Convert the lines running from the start of the items through the line containing "box: [189, 219, 324, 296]" into a JSON list of strings, one string per line, with blank lines and pictures left out.

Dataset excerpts
────────────────────

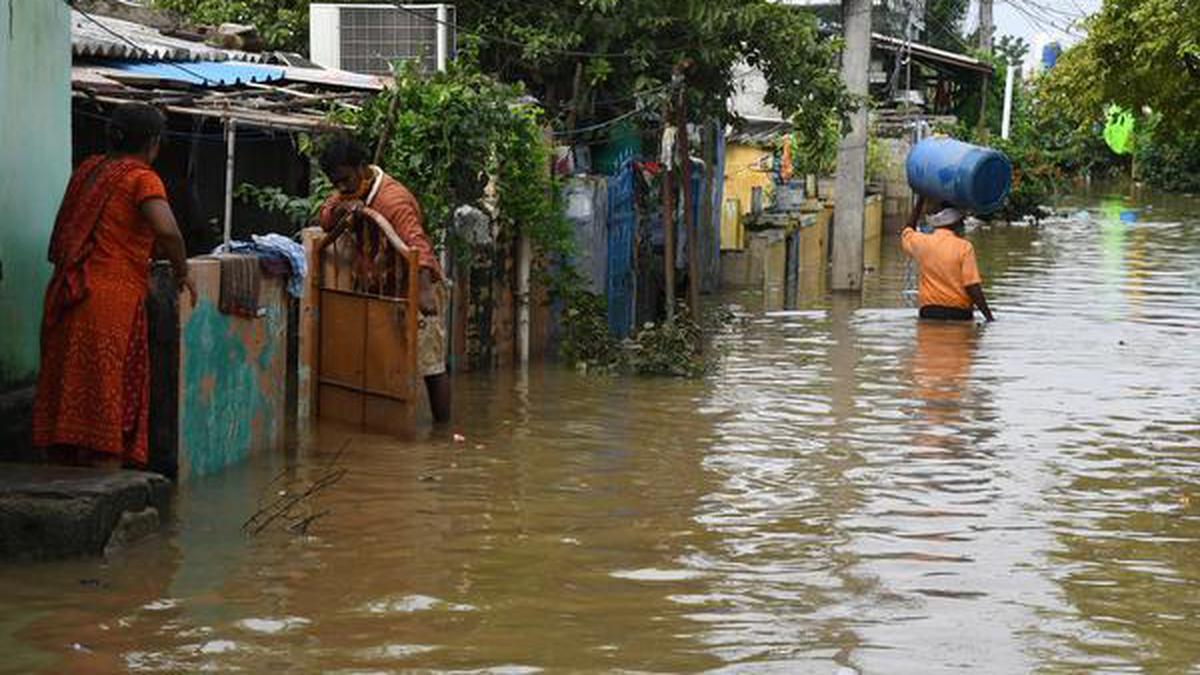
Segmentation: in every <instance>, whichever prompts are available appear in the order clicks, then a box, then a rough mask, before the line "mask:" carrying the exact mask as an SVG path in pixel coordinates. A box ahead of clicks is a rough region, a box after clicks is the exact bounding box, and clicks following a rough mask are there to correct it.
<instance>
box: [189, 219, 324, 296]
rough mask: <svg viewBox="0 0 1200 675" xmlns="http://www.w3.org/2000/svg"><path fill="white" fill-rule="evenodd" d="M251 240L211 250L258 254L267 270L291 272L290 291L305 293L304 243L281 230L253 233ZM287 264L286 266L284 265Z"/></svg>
mask: <svg viewBox="0 0 1200 675" xmlns="http://www.w3.org/2000/svg"><path fill="white" fill-rule="evenodd" d="M250 239H251V240H250V241H230V243H228V244H222V245H220V246H217V247H216V249H214V250H212V252H214V253H246V255H253V256H257V257H258V259H259V263H260V264H262V267H263V271H266V273H268V274H275V275H280V273H281V271H287V273H289V274H288V294H290V295H292V297H293V298H300V297H301V295H304V287H305V279H306V277H307V276H308V257H307V256H306V255H305V251H304V246H301V245H300V244H298V243H295V241H293V240H292V239H288V238H287V237H283V235H282V234H274V233H272V234H253V235H251V238H250ZM284 264H286V265H287V270H284V267H283V265H284Z"/></svg>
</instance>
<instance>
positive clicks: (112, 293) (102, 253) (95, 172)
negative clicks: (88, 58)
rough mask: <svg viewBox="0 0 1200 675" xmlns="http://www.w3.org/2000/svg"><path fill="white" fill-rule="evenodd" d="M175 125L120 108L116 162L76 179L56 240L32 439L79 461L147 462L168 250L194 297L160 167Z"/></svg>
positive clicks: (177, 233)
mask: <svg viewBox="0 0 1200 675" xmlns="http://www.w3.org/2000/svg"><path fill="white" fill-rule="evenodd" d="M163 124H164V123H163V118H162V114H161V113H158V110H157V109H155V108H154V107H151V106H146V104H143V103H130V104H125V106H120V107H118V108H116V109H115V110H114V113H113V117H112V120H110V121H109V125H108V145H109V151H108V154H107V155H97V156H92V157H89V159H88V160H85V161H84V162H83V163H82V165H80V166H79V168H78V169H76V172H74V173H73V174H72V175H71V181H70V183H68V184H67V191H66V195H65V196H64V198H62V204H61V205H60V207H59V215H58V219H56V220H55V223H54V232H53V234H52V235H50V250H49V259H50V262H52V263H54V273H53V275H52V276H50V282H49V285H48V286H47V289H46V301H44V306H43V315H42V360H41V370H40V372H38V378H37V394H36V398H35V400H34V429H32V432H34V434H32V435H34V446H35V447H38V448H44V449H47V450H49V452H50V453H52V454H56V455H60V456H64V458H67V456H71V455H74V458H73V460H74V461H83V462H86V464H91V462H94V461H96V460H103V459H106V458H108V459H109V460H119V461H120V462H121V464H122V465H126V466H134V467H144V466H145V465H146V459H148V437H149V436H148V429H146V424H148V419H149V387H150V377H149V375H150V374H149V353H148V351H146V319H145V298H146V292H148V289H149V281H150V257H151V255H152V253H154V249H155V246H156V245H157V247H158V250H160V251H161V252H162V253H164V255H166V256H167V257H168V258H169V259H170V263H172V265H173V268H174V270H175V279H176V280H178V282H179V283H181V285H182V286H184V287H186V288H188V291H192V287H191V282H190V281H188V279H187V257H186V253H185V249H184V239H182V237H181V235H180V233H179V227H178V226H176V223H175V216H174V215H173V214H172V211H170V207H169V205H168V204H167V191H166V189H164V187H163V184H162V180H161V179H160V178H158V174H156V173H155V171H154V169H152V168H150V165H151V163H152V162H154V161H155V159H157V156H158V148H160V144H161V138H162V131H163ZM192 298H193V301H194V291H192Z"/></svg>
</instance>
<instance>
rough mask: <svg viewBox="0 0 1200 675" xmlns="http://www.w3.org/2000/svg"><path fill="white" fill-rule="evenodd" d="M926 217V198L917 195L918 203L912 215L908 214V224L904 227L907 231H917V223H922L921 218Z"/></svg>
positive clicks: (912, 212) (912, 208) (913, 205)
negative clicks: (915, 229) (925, 209)
mask: <svg viewBox="0 0 1200 675" xmlns="http://www.w3.org/2000/svg"><path fill="white" fill-rule="evenodd" d="M923 215H925V196H924V195H917V203H916V204H914V205H913V207H912V213H911V214H908V222H906V223H905V225H904V228H905V229H917V223H918V222H920V216H923Z"/></svg>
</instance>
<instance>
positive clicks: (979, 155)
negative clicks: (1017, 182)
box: [905, 137, 1013, 214]
mask: <svg viewBox="0 0 1200 675" xmlns="http://www.w3.org/2000/svg"><path fill="white" fill-rule="evenodd" d="M905 168H906V169H907V173H908V185H910V186H911V187H912V189H913V191H914V192H917V193H918V195H924V196H925V197H926V198H930V199H937V201H942V202H949V203H950V204H954V205H955V207H958V208H960V209H967V210H972V211H976V213H979V214H989V213H991V211H995V210H996V209H998V208H1000V207H1002V205H1003V204H1004V197H1007V196H1008V190H1009V189H1010V187H1012V185H1013V165H1010V163H1009V162H1008V157H1006V156H1004V155H1003V153H1000V151H998V150H992V149H990V148H980V147H978V145H971V144H970V143H964V142H961V141H955V139H953V138H944V137H935V138H926V139H924V141H922V142H920V143H918V144H917V145H914V147H913V149H912V150H911V151H910V153H908V161H907V162H906V163H905Z"/></svg>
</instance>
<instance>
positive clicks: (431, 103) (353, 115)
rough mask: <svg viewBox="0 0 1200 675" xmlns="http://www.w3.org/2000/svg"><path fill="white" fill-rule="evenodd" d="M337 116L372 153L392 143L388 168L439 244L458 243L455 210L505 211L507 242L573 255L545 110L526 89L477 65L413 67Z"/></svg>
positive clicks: (500, 216) (500, 213)
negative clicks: (529, 97) (431, 71)
mask: <svg viewBox="0 0 1200 675" xmlns="http://www.w3.org/2000/svg"><path fill="white" fill-rule="evenodd" d="M335 117H336V119H337V120H338V121H341V123H343V124H344V125H347V126H349V127H352V129H354V130H355V132H354V133H355V135H356V136H358V138H359V141H360V142H361V143H362V144H364V145H365V147H367V148H371V149H373V148H376V147H377V145H378V144H379V142H380V139H384V144H383V153H382V156H380V165H382V167H383V169H384V171H385V172H388V173H389V174H390V175H392V177H394V178H396V179H397V180H400V181H401V183H403V184H404V185H407V186H408V187H409V189H410V190H412V191H413V195H415V196H416V198H418V201H419V202H420V203H421V209H422V211H424V214H425V221H426V229H427V231H428V233H430V234H431V237H433V238H434V240H437V241H440V243H442V244H444V245H449V246H451V247H454V246H455V241H454V239H452V238H450V237H448V233H449V225H450V223H451V219H452V215H454V210H455V209H456V208H458V207H461V205H475V207H479V208H482V209H485V210H486V209H487V208H488V207H496V209H497V210H498V221H499V226H500V227H499V234H500V238H502V240H505V241H506V240H510V239H511V238H512V237H515V235H517V234H524V235H528V237H529V238H530V240H532V241H533V244H534V246H535V249H536V250H538V251H539V252H542V253H548V255H559V253H565V252H568V251H569V250H570V245H571V231H570V226H569V225H568V223H566V221H565V219H564V217H563V216H562V211H560V209H559V203H558V195H559V190H558V185H557V184H556V181H554V179H553V178H552V177H551V174H550V172H548V161H550V160H548V159H550V149H548V147H547V143H546V139H545V136H544V131H542V121H541V112H540V109H539V108H538V107H536V106H535V104H530V103H528V102H526V95H524V90H523V88H522V86H521V85H515V84H505V83H502V82H499V80H497V79H494V78H492V77H490V76H486V74H484V73H481V72H479V70H478V68H475V67H474V66H472V65H470V62H469V61H460V62H458V64H451V66H450V67H449V68H448V70H446V72H442V73H437V74H432V76H428V74H422V73H420V72H419V71H418V68H416V65H415V64H412V62H408V64H404V65H401V66H398V67H397V70H396V73H395V84H394V85H392V86H390V88H388V89H386V90H385V91H383V92H380V94H379V95H378V96H374V97H372V98H371V100H370V101H368V102H367V103H366V104H365V106H364V107H362V108H361V109H360V110H344V109H343V110H340V112H337V113H335ZM490 180H493V181H494V184H493V186H494V201H492V202H491V203H488V201H487V199H485V187H486V186H487V184H488V181H490Z"/></svg>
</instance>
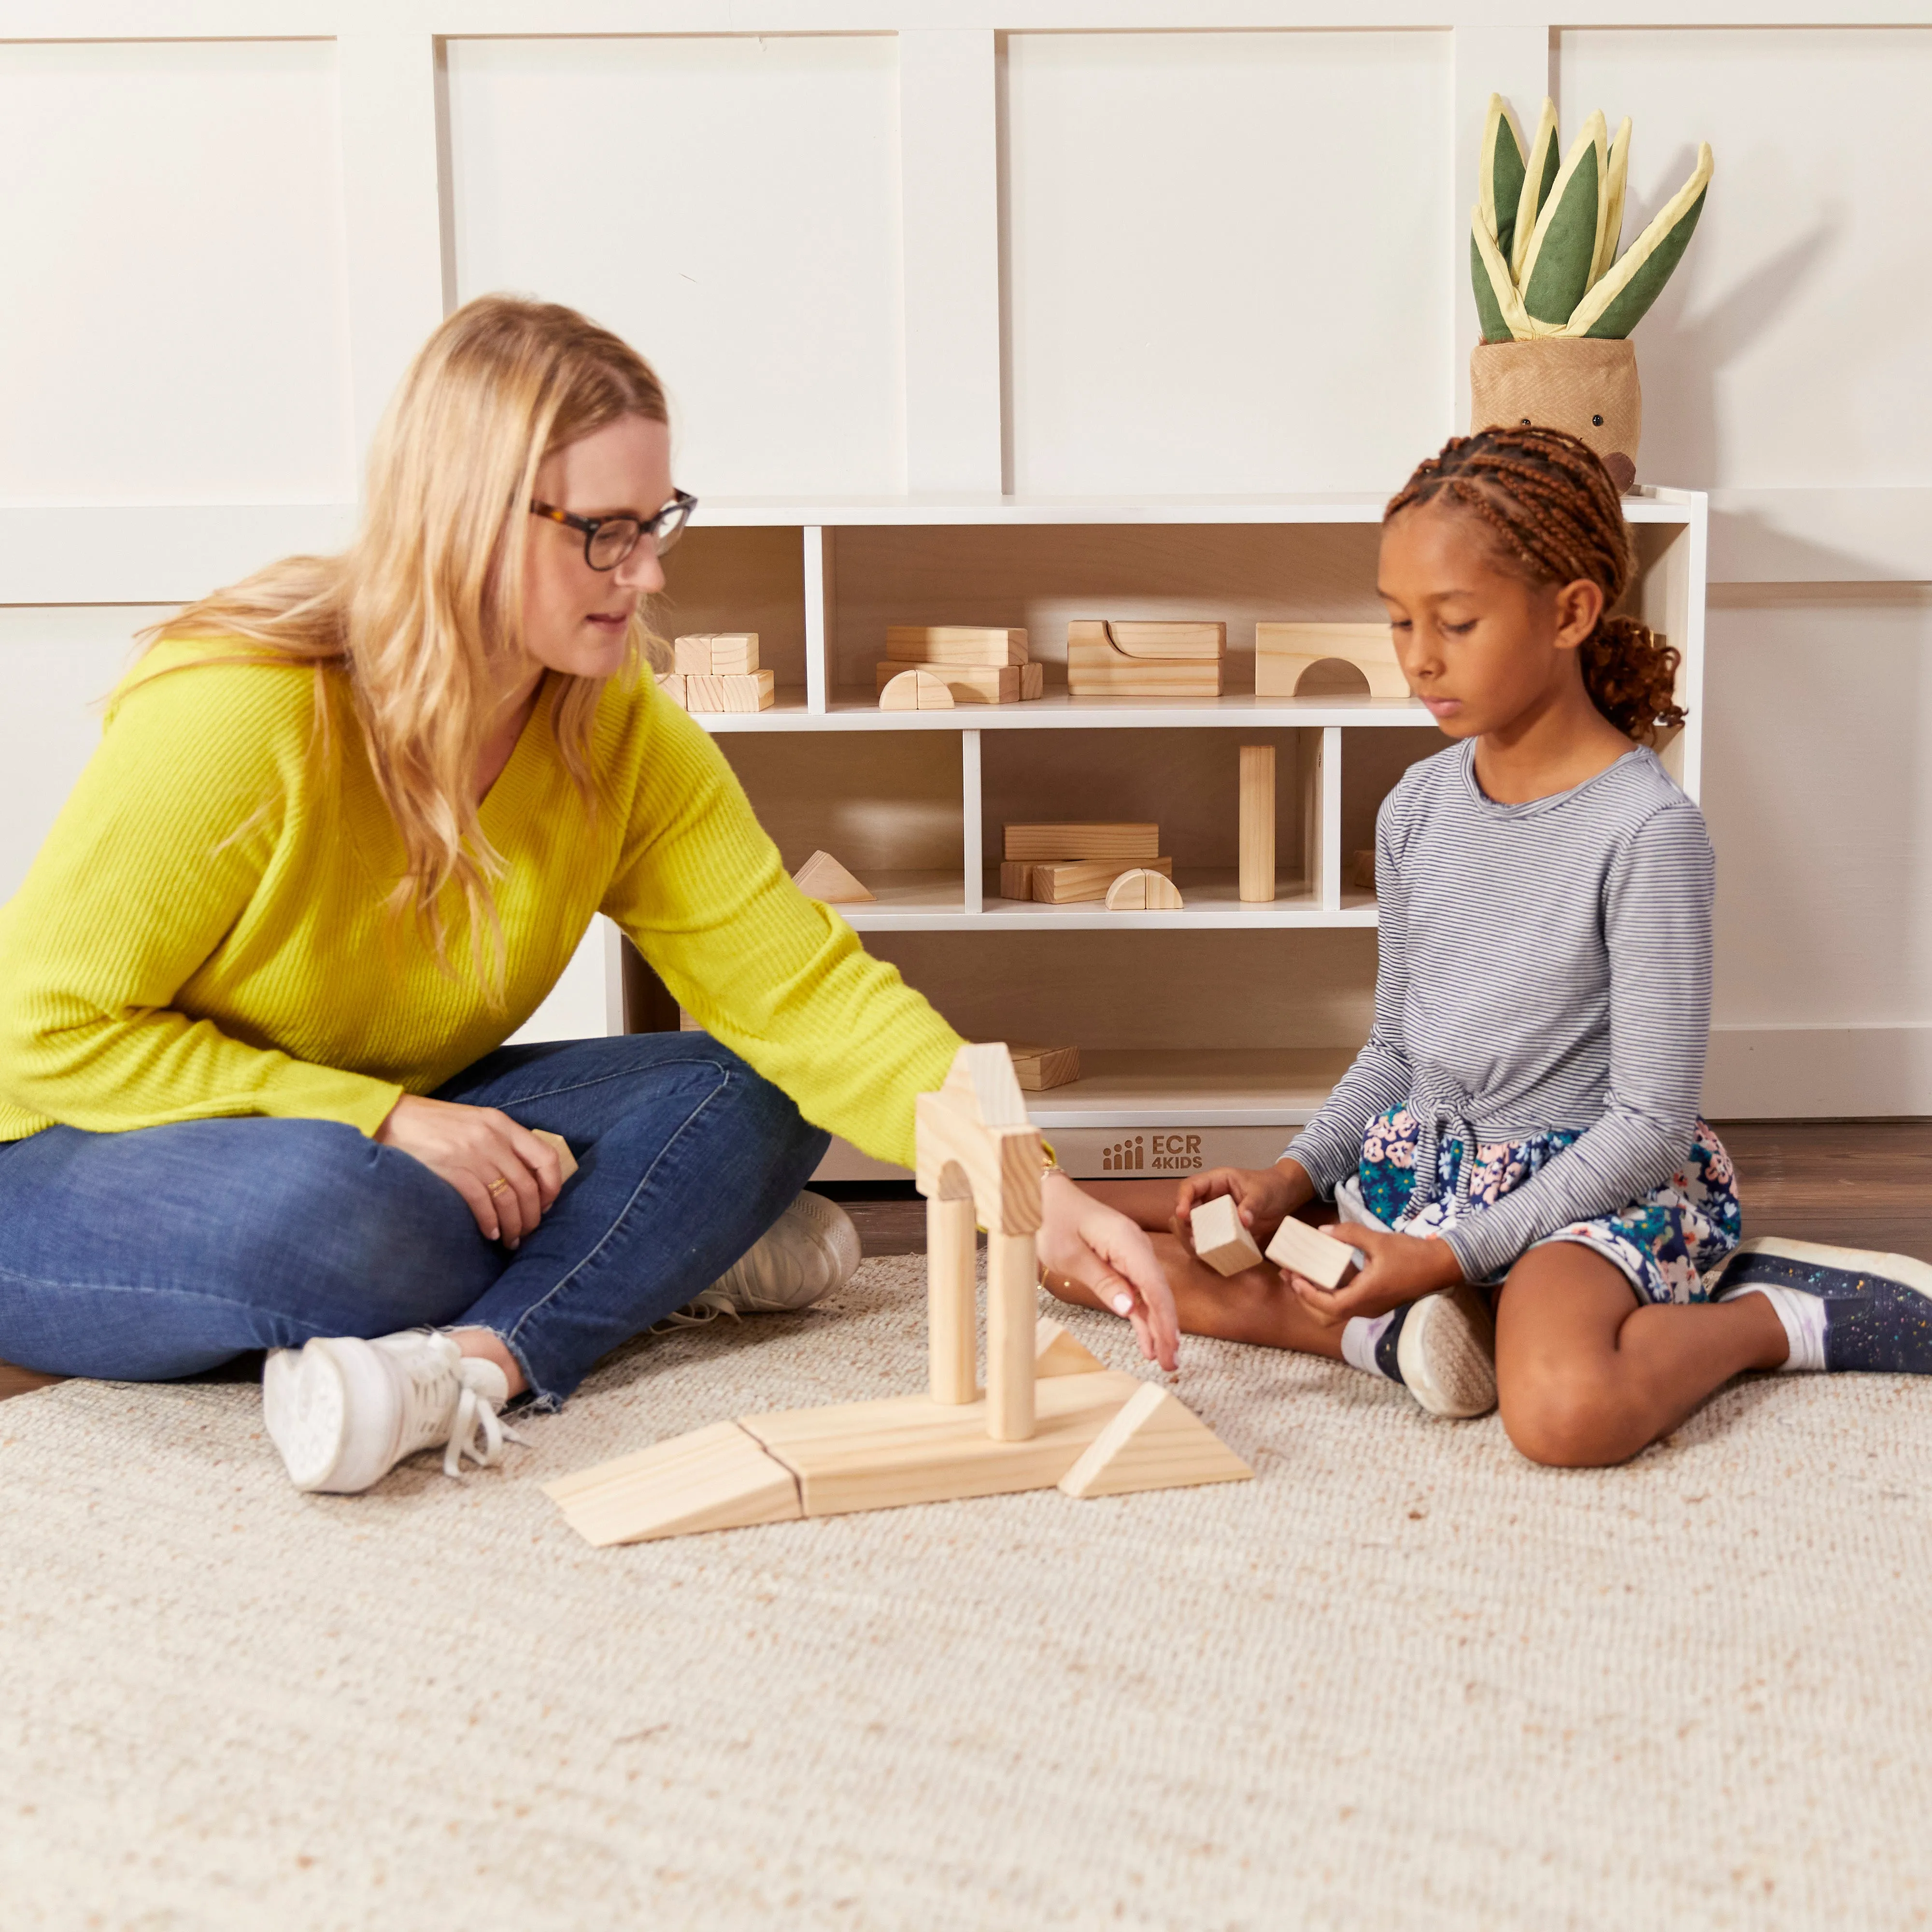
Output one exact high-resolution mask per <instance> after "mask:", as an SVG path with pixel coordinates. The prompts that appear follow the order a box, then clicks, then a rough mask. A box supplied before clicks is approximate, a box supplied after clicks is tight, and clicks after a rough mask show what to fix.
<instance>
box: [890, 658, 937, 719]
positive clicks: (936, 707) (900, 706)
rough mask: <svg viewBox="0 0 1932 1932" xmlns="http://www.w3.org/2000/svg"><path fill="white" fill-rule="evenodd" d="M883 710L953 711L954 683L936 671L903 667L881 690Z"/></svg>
mask: <svg viewBox="0 0 1932 1932" xmlns="http://www.w3.org/2000/svg"><path fill="white" fill-rule="evenodd" d="M879 709H881V711H951V709H952V686H951V684H947V680H945V678H941V676H939V672H937V670H920V668H914V670H902V672H900V674H898V676H896V678H887V682H885V690H881V692H879Z"/></svg>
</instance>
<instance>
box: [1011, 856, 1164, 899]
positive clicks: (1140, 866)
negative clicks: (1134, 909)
mask: <svg viewBox="0 0 1932 1932" xmlns="http://www.w3.org/2000/svg"><path fill="white" fill-rule="evenodd" d="M1136 869H1142V871H1157V873H1159V875H1161V877H1163V879H1165V877H1169V875H1171V873H1173V869H1175V862H1173V860H1171V858H1150V860H1144V862H1142V864H1140V867H1136V866H1132V864H1124V862H1122V860H1117V858H1082V860H1072V862H1070V864H1066V866H1036V867H1034V898H1036V900H1039V902H1041V904H1045V906H1072V904H1080V902H1082V900H1090V898H1105V896H1107V887H1111V885H1113V881H1115V879H1119V877H1121V873H1122V871H1136Z"/></svg>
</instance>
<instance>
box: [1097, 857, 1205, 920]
mask: <svg viewBox="0 0 1932 1932" xmlns="http://www.w3.org/2000/svg"><path fill="white" fill-rule="evenodd" d="M1184 904H1186V900H1184V898H1182V896H1180V889H1179V887H1177V885H1175V881H1173V879H1167V877H1163V875H1161V873H1157V871H1153V869H1151V867H1148V866H1136V867H1134V869H1132V871H1122V873H1121V877H1119V879H1115V881H1113V885H1109V887H1107V910H1109V912H1179V910H1180V908H1182V906H1184Z"/></svg>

────────────────────

ANSWER SPACE:
[
  "Segmentation: in every <instance>, whichever prompts are available appear in the order clicks, then a box, then a rough mask, before the line \"mask:\" carrying the exact mask as an SVG path in pixel coordinates. A box ahead of clicks is a rough region, a box after clicks is the exact bounding box, and clicks following a rough mask are there to correct it.",
  "<instance>",
  "box: [189, 219, 324, 296]"
]